_Extracted text_
■ ■ ■ ■ ■

# How Do You Feel



## Lvstotrvl (Dec 13, 2019)

About Michael Vick being honored as a Pro Bowl Legend? 
Granted he was a good football player...but... as a human being he’s a monster!! 
JMO


----------



## RadishRose (Dec 31, 2019)

Lvstotrvl said:


> About Michael Vick being honored as a Pro Bowl Legend?
> Granted he was a good football player...but... as a human being he’s a monster!!
> JMO


Pro Toilet Bowl maybe.


----------



## Lc jones (Dec 31, 2019)

Lvstotrvl said:


> About Michael Vick being honored as a Pro Bowl Legend?
> Granted he was a good football player...but... as a human being he’s a monster!!
> JMO


What a disgusting excuse for a person!


----------



## Lvstotrvl (Dec 31, 2019)

RadishRose said:


> Pro Toilet Bowl maybe.


Thanks for responding, I think I made a mistake posting that, way to controversial & I guess I didn’t think it thru, it was my second post & when no one responded I thought, oh boy I’m in trouble now!! I tried to delete it but couldn’t!

■ ■ ■ ■ ■

_Challenge 1_
Quote the stretch of the forum thread from "Thanks for responding, I" through "it but couldn’t!" word for word.
_Challenge 2_
Reproduce the entries from the line containing "Each instance of the cluster" through the end of the entries, swapping every "keypoint" for "marker" and changing nothing else.

■ ■ ■ ■ ■

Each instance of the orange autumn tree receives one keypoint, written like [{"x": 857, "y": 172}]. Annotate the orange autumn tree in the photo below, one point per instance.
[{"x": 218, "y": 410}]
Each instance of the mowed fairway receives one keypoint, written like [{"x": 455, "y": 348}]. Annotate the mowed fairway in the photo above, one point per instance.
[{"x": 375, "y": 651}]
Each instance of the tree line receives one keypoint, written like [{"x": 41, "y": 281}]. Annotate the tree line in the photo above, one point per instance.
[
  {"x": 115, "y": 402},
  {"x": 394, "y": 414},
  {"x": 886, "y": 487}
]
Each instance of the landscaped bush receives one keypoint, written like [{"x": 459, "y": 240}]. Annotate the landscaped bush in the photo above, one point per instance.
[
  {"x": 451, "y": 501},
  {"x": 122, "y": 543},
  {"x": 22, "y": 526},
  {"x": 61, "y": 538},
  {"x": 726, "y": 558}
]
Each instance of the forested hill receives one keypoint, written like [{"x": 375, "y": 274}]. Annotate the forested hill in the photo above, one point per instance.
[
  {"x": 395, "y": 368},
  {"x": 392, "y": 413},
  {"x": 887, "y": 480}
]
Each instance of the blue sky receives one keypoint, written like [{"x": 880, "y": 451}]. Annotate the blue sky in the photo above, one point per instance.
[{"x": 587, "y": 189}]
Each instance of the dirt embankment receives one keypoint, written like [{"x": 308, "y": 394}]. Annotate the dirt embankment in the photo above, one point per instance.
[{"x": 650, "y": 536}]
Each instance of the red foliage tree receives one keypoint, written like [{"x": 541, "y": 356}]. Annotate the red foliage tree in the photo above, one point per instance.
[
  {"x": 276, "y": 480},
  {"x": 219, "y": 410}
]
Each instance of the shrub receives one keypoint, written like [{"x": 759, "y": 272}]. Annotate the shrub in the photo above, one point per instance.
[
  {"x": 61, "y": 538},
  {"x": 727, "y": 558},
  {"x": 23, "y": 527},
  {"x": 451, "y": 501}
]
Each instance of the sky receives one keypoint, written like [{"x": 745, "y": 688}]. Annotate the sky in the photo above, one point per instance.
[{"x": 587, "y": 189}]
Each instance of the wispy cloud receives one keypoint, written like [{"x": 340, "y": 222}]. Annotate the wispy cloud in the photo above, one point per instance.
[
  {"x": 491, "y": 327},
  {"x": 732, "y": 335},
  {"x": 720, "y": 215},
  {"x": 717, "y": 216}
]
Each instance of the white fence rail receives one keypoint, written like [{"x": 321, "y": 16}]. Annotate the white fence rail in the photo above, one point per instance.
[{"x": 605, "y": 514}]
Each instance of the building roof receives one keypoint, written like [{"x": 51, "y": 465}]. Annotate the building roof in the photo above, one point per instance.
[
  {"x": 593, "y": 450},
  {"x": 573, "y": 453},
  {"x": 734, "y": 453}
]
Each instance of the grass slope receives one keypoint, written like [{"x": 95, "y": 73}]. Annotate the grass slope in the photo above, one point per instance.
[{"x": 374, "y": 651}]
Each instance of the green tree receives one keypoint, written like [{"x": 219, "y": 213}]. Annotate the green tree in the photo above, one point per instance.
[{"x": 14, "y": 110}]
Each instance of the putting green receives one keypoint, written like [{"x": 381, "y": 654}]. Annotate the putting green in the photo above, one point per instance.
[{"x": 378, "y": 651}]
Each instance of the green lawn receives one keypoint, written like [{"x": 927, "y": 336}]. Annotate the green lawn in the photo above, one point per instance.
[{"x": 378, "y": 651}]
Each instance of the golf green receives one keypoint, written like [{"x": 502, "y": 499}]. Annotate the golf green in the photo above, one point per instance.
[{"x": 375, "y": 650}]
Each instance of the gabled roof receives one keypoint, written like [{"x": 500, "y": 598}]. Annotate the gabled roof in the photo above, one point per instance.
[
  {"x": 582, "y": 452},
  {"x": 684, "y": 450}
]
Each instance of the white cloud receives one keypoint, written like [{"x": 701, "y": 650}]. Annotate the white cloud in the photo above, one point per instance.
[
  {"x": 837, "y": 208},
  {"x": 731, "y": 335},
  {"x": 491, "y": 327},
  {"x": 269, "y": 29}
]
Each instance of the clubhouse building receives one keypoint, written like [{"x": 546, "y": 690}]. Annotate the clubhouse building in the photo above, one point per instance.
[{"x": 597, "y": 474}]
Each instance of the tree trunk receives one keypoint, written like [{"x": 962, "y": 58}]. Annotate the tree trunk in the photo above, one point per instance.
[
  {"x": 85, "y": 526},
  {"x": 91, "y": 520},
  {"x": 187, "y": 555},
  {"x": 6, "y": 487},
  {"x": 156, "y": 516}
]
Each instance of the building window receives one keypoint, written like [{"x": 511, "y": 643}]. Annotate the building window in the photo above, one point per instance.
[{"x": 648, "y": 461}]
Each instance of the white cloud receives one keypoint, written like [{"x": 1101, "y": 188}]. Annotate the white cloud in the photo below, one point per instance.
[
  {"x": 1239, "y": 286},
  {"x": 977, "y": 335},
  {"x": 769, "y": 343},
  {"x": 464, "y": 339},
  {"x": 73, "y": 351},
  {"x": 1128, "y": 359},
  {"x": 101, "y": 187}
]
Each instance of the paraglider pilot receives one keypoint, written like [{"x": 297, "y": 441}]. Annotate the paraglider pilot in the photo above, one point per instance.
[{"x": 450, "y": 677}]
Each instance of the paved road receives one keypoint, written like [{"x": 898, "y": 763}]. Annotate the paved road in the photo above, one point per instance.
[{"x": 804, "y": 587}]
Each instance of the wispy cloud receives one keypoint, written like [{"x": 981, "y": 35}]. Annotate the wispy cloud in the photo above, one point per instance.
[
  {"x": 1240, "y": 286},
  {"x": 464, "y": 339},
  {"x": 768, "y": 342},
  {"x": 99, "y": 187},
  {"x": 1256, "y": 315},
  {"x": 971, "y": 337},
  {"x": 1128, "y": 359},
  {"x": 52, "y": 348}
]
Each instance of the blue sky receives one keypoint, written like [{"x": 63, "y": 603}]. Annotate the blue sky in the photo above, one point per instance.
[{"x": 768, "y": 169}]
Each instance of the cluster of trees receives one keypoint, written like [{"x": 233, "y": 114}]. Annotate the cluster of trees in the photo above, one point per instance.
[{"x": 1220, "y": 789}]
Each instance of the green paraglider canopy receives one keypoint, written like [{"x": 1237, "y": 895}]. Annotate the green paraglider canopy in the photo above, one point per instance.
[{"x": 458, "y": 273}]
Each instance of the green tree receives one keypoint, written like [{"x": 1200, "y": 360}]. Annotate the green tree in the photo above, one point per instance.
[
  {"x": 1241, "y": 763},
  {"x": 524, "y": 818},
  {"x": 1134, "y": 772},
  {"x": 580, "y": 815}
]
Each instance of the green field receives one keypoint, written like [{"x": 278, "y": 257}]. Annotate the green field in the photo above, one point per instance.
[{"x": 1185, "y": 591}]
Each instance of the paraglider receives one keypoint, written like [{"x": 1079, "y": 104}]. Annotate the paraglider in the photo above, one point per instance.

■ ■ ■ ■ ■

_Final answer 1_
Thanks for responding, I think I made a mistake posting that, way to controversial & I guess I didn’t think it thru, it was my second post & when no one responded I thought, oh boy I’m in trouble now!! I tried to delete it but couldn’t!

_Final answer 2_
Each instance of the cluster of trees receives one marker, written like [{"x": 233, "y": 114}]. Annotate the cluster of trees in the photo above, one point per instance.
[{"x": 1220, "y": 789}]
Each instance of the green paraglider canopy receives one marker, written like [{"x": 1237, "y": 895}]. Annotate the green paraglider canopy in the photo above, one point per instance.
[{"x": 458, "y": 273}]
Each instance of the green tree receives one marker, written like [{"x": 1200, "y": 360}]. Annotate the green tree in the photo above, one point per instance.
[
  {"x": 1241, "y": 763},
  {"x": 524, "y": 818},
  {"x": 1134, "y": 772},
  {"x": 580, "y": 815}
]
Each instance of the green field receives one marker, written like [{"x": 278, "y": 257}]. Annotate the green field in the photo above, one point per instance.
[{"x": 1185, "y": 591}]
Each instance of the paraglider receives one marker, written like [{"x": 1079, "y": 104}]. Annotate the paraglider in the photo above, one point per instance.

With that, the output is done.